**WORK INSTRUCTION:**
Find the line containing "mode = per_instance". Reproduce it and every line after it up to the end of the records, exactly as written.

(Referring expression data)

------

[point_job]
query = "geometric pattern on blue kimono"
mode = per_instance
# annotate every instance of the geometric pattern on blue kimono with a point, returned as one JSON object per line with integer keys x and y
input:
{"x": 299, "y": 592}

------

**TASK RESPONSE:**
mode = per_instance
# annotate every instance of the geometric pattern on blue kimono with a point, returned as one JSON object per line with integer keys x and y
input:
{"x": 299, "y": 592}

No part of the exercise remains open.